> [Dataset content]:

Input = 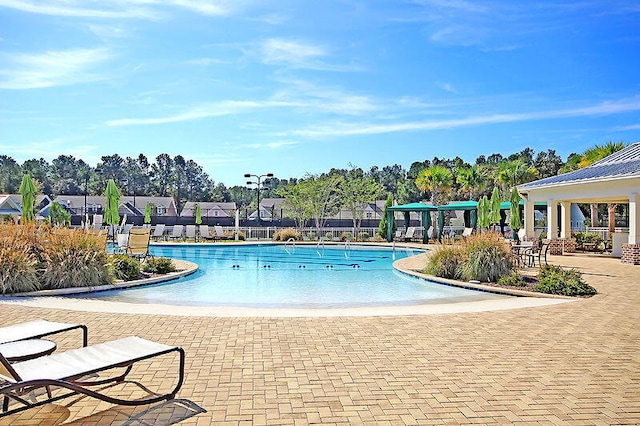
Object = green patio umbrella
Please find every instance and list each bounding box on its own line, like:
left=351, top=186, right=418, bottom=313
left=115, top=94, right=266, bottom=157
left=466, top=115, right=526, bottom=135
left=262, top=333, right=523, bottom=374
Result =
left=144, top=202, right=153, bottom=223
left=489, top=186, right=500, bottom=224
left=509, top=186, right=522, bottom=239
left=438, top=211, right=444, bottom=241
left=196, top=203, right=202, bottom=225
left=20, top=173, right=36, bottom=224
left=104, top=179, right=120, bottom=230
left=478, top=195, right=490, bottom=228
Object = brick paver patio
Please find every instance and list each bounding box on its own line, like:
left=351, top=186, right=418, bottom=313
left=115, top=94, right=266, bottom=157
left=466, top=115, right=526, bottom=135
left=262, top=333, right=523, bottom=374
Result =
left=0, top=251, right=640, bottom=425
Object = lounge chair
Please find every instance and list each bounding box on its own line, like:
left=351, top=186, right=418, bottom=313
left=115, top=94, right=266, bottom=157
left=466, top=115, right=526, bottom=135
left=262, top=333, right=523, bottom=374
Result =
left=169, top=225, right=184, bottom=240
left=152, top=223, right=165, bottom=241
left=200, top=225, right=215, bottom=240
left=0, top=319, right=88, bottom=346
left=184, top=225, right=198, bottom=242
left=126, top=228, right=151, bottom=260
left=0, top=336, right=185, bottom=416
left=402, top=226, right=416, bottom=241
left=213, top=225, right=227, bottom=240
left=88, top=229, right=108, bottom=250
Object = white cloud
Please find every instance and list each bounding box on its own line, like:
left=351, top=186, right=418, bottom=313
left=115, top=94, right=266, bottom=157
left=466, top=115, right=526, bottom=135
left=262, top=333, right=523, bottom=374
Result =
left=0, top=0, right=237, bottom=20
left=106, top=101, right=300, bottom=126
left=0, top=48, right=112, bottom=89
left=259, top=38, right=360, bottom=71
left=247, top=141, right=298, bottom=149
left=283, top=98, right=640, bottom=138
left=262, top=38, right=326, bottom=65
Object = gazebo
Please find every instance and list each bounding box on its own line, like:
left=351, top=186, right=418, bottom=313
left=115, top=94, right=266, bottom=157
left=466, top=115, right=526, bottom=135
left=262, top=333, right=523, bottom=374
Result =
left=517, top=142, right=640, bottom=265
left=387, top=203, right=438, bottom=244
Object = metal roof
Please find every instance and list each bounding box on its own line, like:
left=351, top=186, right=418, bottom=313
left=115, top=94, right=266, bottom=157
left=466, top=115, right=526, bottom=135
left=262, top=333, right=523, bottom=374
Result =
left=518, top=142, right=640, bottom=190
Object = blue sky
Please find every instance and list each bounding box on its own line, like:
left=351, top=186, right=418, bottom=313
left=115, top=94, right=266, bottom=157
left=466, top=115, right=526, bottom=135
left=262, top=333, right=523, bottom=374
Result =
left=0, top=0, right=640, bottom=186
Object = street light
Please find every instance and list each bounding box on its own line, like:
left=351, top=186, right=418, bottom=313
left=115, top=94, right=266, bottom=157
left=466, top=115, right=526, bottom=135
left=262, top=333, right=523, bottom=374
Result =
left=84, top=169, right=102, bottom=214
left=122, top=179, right=136, bottom=209
left=244, top=173, right=273, bottom=224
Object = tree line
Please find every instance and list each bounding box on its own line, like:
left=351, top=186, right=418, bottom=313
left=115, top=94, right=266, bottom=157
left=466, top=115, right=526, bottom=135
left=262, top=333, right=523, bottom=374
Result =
left=0, top=142, right=625, bottom=215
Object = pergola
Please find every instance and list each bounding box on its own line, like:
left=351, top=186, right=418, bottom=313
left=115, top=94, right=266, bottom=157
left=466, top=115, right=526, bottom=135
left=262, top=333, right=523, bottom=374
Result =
left=517, top=142, right=640, bottom=265
left=387, top=203, right=438, bottom=244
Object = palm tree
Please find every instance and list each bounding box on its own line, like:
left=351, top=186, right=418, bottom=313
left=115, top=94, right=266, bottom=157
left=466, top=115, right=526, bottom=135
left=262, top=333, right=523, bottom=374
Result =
left=416, top=165, right=453, bottom=206
left=495, top=158, right=538, bottom=192
left=456, top=164, right=486, bottom=200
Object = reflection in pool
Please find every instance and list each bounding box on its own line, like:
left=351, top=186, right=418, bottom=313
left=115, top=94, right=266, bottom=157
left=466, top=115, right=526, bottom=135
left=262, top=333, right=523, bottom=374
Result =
left=73, top=244, right=506, bottom=308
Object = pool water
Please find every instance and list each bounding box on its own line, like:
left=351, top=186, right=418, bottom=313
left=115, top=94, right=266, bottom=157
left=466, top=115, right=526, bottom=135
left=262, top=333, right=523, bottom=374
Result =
left=74, top=244, right=502, bottom=308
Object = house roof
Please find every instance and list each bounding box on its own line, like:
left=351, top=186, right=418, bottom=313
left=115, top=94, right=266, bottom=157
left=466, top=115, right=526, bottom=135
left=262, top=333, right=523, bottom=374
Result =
left=518, top=142, right=640, bottom=191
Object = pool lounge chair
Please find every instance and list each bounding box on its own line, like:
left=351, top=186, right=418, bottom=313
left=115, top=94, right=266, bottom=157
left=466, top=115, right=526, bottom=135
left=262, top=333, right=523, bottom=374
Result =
left=0, top=336, right=185, bottom=417
left=184, top=225, right=198, bottom=242
left=152, top=223, right=166, bottom=241
left=169, top=225, right=184, bottom=240
left=126, top=228, right=151, bottom=260
left=213, top=225, right=227, bottom=240
left=0, top=319, right=88, bottom=346
left=200, top=225, right=215, bottom=240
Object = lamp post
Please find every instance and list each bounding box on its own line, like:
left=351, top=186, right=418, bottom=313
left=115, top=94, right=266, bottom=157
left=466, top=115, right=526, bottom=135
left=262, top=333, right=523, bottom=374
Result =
left=82, top=169, right=102, bottom=214
left=122, top=179, right=136, bottom=209
left=244, top=173, right=273, bottom=225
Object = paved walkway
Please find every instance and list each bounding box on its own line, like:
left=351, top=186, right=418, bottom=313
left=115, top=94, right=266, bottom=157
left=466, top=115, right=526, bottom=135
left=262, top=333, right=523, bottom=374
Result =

> [What to work on]: Show every line of the listing that contains the string "chair", matching case.

> [The output]:
Object = lounge chair
Object = pool lounge chair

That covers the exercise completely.